WHAT THE TASK REQUIRES>
Below are some records. Count the lines with "bird" in them and give nothing but the total.

DATA>

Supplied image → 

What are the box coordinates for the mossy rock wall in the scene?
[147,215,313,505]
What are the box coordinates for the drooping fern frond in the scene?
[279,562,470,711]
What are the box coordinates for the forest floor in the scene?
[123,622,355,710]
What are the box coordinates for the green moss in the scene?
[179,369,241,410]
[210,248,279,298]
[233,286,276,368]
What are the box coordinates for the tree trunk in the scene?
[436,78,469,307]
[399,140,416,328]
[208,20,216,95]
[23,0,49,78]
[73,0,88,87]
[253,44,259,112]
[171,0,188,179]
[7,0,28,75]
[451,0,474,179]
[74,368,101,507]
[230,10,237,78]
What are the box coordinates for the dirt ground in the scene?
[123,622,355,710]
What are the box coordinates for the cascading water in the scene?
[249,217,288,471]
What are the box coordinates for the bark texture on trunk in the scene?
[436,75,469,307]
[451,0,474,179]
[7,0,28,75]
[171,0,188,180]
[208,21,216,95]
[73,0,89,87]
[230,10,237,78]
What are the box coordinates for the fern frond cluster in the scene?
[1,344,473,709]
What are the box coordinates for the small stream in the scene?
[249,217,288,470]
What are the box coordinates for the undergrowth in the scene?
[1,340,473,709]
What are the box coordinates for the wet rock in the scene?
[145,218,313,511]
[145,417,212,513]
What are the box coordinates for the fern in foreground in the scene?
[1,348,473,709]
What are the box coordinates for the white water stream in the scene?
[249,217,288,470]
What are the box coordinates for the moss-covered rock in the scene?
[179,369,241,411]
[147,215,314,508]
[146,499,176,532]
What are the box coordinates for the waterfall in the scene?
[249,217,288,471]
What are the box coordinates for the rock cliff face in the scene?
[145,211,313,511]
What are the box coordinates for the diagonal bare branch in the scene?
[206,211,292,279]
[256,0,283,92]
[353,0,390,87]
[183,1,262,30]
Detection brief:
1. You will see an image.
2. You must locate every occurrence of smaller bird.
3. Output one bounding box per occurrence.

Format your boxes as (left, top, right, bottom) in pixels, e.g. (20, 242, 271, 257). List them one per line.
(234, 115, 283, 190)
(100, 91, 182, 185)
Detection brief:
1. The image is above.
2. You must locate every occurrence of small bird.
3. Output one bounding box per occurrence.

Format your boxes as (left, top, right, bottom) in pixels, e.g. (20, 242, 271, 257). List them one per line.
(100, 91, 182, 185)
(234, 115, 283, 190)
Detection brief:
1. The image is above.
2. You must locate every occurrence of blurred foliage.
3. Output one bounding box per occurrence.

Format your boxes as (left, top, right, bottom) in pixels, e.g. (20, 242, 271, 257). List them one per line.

ANSWER SECTION>
2